**DO THIS**
Arrange the records below as a numbered list, leaving out any blank lines.

=== MATERIAL PROVIDED ===

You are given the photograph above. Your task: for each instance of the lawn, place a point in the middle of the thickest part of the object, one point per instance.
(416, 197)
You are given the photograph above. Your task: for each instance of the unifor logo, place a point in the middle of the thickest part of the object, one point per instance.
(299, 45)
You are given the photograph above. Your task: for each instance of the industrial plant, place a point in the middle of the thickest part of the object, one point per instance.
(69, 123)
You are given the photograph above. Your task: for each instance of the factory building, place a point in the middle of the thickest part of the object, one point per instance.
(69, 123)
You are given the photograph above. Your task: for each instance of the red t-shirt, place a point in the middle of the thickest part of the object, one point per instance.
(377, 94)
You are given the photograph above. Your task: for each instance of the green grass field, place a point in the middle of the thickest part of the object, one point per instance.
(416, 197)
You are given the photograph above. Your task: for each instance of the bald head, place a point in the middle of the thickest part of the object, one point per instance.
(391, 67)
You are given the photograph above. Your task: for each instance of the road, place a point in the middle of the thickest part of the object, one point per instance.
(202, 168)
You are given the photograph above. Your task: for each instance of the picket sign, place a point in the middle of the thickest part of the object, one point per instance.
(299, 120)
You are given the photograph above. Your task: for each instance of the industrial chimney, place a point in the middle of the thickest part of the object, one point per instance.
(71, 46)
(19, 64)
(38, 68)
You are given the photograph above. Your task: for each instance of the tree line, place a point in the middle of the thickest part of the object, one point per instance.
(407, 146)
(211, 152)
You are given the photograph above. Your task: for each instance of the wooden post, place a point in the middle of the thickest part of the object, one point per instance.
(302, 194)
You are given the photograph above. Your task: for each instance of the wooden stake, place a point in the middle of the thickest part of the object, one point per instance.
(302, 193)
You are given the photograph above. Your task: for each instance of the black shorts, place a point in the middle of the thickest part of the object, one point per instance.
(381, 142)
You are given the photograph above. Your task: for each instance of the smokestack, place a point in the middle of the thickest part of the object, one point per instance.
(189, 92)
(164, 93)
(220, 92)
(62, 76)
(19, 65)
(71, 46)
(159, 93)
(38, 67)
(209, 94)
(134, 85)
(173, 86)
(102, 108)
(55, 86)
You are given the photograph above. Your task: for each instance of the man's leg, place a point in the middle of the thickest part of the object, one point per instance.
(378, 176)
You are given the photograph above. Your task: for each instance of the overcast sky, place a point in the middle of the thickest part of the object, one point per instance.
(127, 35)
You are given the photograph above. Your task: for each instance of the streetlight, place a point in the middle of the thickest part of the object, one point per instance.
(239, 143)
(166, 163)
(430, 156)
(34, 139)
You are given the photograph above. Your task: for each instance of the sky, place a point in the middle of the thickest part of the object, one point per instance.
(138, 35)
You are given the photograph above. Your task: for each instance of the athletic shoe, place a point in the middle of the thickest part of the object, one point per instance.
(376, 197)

===

**ANSWER TO THIS PROBLEM**
1. You are given the photograph above. Your task: for each instance of the lawn, place a point in the middle of the thickest part of the object, one point per instance.
2. (416, 197)
3. You are given the photograph above. Your task: for each instance of the unifor logo, place a point in the middle of the thickest part of the object, one point per instance.
4. (299, 45)
5. You are given the photograph above. Your task: for each instance of the industrial plant, place a point in the middle of the thickest part of the object, one point per instance.
6. (69, 123)
7. You are given the photograph above. Your task: for each instance of the factory building, place a point in the middle of the thickest part of the object, one point per instance.
8. (69, 123)
9. You are given the photograph above. Your task: for each instance of the red t-shirt, place a point in the middle of the thickest part of the object, one point per instance.
10. (377, 94)
11. You are given the photograph above. Your task: for each instance of the green grass field, place a point in the middle of the thickest part of the object, one point per instance.
12. (416, 197)
13. You are given the photograph above. Your task: for each instance of the bald head, place a point in the middle of the thickest part of the object, one point per instance.
14. (391, 67)
15. You are given the photograph above. Your task: for each instance of the road, place a point in the middle of the thickest part of the object, one point per instance.
16. (202, 168)
17. You are given the photograph above. Your task: for each instance of the picket sign, place a point in the middle of the thickest part of the object, one point per instance.
18. (299, 120)
19. You are given the photograph above. Your task: for each instance of the industrial chimney, place a point in the middle of the thickest part of the object, one point per instance.
20. (71, 46)
21. (19, 64)
22. (38, 68)
23. You are given the photograph above. Your task: for each instance of the tree line, place a point in the middle of the thickest part of the object, one point per instance.
24. (407, 146)
25. (211, 152)
26. You are given the photograph above. Your task: for each instance of the wooden post, place a point in the middle of the thickest part of the object, one point per instance.
27. (302, 194)
28. You are given the photograph above. Your task: for each instance of the wooden stake, place a point in the middle of the thickest part of the object, one point per instance.
29. (302, 193)
30. You are given the photograph above. Your task: for each instance of the black shorts, place a point in the middle of the thickest part of the object, one point per instance.
31. (381, 142)
32. You are given the photograph above. Your task: for each instance of the smokestack, place a point in the middle of the thickest part of the object, one point per instance.
33. (189, 92)
34. (164, 93)
35. (220, 92)
36. (62, 76)
37. (19, 65)
38. (71, 46)
39. (159, 93)
40. (38, 67)
41. (209, 94)
42. (134, 85)
43. (173, 86)
44. (102, 108)
45. (55, 86)
46. You are given the photograph above. Your task: for each instance of the man's leg, place a point in the middle of the thickest part of the object, one point per instance.
47. (378, 176)
48. You are given the photograph above. Your task: for each instance of the overcast sky, place a point in the middle of the thickest part of the object, one point per instance.
49. (127, 35)
50. You are given the photograph above. Your task: for each instance of the streetlight, place a point in the middle of the thickest part of the object, one point per instance.
51. (239, 143)
52. (166, 163)
53. (430, 156)
54. (34, 139)
55. You are given the photograph above. Your task: for each instance of the sky, place a point in the middle of the thickest part of the object, one point per instance.
56. (138, 35)
57. You are given the photograph above. Your task: for each instance of the athletic shoe, place a point in the middle of the thickest part of the object, one point per instance.
58. (376, 197)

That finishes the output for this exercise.